TASK TO CARRY OUT »
Reproduce the material starting with the line containing "Which region of the photo contains the mouth?" and going on through the line containing "(332, 143), (354, 156)", both included, adding -109 to every coordinate in the answers.

DATA FOR PROCESSING »
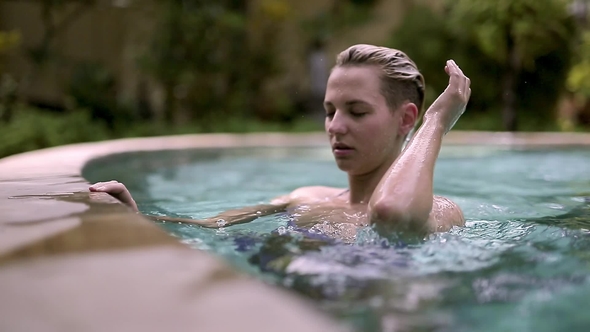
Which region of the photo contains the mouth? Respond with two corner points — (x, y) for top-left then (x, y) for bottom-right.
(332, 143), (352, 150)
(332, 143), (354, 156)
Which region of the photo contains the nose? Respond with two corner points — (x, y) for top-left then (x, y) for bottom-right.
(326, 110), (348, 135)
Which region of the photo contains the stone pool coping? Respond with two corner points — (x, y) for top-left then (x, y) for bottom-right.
...
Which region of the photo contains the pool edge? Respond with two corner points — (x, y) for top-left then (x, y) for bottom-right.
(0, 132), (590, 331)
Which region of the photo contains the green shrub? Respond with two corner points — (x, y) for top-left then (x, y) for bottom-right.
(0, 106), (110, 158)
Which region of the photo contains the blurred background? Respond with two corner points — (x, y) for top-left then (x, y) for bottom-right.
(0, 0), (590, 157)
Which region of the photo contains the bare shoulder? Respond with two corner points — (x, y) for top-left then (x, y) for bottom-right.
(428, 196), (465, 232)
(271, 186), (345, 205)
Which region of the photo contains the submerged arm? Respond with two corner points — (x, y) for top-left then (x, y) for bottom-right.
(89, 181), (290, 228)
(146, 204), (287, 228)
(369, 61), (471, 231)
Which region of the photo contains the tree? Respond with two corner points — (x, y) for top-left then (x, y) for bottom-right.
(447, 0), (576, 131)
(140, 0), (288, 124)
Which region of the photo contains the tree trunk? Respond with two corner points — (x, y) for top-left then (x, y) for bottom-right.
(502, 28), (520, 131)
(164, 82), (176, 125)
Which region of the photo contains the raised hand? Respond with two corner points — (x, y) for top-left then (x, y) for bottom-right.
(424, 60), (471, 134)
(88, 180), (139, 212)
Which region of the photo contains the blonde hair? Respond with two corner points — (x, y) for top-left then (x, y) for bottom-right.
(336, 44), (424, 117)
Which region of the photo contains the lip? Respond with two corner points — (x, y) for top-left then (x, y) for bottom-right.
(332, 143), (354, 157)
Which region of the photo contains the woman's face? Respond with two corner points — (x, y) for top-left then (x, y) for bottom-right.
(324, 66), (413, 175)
...
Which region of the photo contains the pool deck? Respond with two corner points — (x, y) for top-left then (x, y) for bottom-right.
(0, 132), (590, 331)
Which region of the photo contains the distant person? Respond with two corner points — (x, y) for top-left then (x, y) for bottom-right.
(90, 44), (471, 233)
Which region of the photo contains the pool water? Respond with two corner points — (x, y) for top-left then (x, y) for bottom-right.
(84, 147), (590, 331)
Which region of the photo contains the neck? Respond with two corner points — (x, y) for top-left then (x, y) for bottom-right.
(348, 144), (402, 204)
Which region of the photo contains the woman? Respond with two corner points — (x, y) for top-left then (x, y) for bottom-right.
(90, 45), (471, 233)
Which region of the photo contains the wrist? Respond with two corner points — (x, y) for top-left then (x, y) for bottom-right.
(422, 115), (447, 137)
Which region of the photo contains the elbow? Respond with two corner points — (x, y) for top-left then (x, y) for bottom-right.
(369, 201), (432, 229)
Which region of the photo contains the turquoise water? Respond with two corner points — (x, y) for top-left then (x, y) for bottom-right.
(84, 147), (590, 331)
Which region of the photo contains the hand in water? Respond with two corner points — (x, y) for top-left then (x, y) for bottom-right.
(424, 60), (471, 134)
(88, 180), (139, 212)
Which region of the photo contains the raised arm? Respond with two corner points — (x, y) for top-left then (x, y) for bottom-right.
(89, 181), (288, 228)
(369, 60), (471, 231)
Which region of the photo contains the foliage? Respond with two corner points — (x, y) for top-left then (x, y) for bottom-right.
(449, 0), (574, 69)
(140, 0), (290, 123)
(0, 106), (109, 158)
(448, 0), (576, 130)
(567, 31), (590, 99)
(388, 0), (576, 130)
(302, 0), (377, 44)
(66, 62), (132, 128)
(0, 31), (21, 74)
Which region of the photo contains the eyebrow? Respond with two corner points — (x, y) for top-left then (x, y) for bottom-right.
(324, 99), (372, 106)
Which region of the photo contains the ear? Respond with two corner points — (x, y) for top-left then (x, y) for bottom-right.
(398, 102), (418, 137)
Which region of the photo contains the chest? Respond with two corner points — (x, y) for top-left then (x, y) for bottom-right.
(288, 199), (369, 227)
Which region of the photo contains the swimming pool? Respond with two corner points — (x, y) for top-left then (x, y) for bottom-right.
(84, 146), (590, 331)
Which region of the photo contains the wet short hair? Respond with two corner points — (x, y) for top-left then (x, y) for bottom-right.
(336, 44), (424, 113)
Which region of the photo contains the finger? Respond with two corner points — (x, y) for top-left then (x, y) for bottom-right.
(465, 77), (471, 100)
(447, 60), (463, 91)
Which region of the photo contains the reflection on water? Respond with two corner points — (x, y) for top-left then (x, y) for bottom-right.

FULL ANSWER »
Which region of the photo contains the mouth? Respond with two corner points — (x, y) for top-left then (x, y) for bottom-right.
(223, 34), (243, 41)
(223, 34), (245, 47)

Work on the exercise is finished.